## Enunciado A
Reproduza, do texto sobre comércio internacional, o trecho que vai de "De uma forma" até "taxa de câmbio.".
## Enunciado B
De acordo com o texto sobre comércio internacional, a que correspondem as importações?

## Texto dado
De uma forma simplista, aos preços a que são transacionados os Bens e Serviços (B&S) nos mercados internacionais, as exportações correspondem a excessos de oferta e as importações a excessos de procura. No essencial, os preços dos B&S dependem dos fatores físicos que incorporam e dos preços desses fatores; em particular, dependem da quantidade de horas de trabalho necessárias e do preço do trabalho (salários). Depois, para transações internacionais, o preço dos B&S devem ser designados numa moeda comum, pelo que dependem também da taxa de câmbio.

## Dados fornecidos

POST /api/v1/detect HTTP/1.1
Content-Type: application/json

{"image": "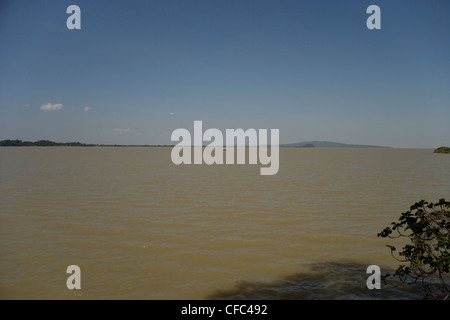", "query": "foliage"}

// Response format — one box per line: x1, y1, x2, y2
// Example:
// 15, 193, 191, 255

433, 147, 450, 153
378, 199, 450, 299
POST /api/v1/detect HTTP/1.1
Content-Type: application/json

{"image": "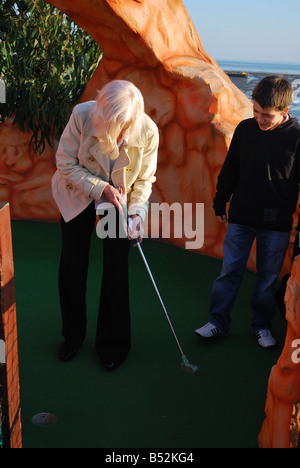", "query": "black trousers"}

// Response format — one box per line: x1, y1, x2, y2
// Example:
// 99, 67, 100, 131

59, 203, 131, 362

## Resultado A
De uma forma simplista, aos preços a que são transacionados os Bens e Serviços (B&S) nos mercados internacionais, as exportações correspondem a excessos de oferta e as importações a excessos de procura. No essencial, os preços dos B&S dependem dos fatores físicos que incorporam e dos preços desses fatores; em particular, dependem da quantidade de horas de trabalho necessárias e do preço do trabalho (salários). Depois, para transações internacionais, o preço dos B&S devem ser designados numa moeda comum, pelo que dependem também da taxa de câmbio.

## Resultado B
As importações correspondem a excessos de procura.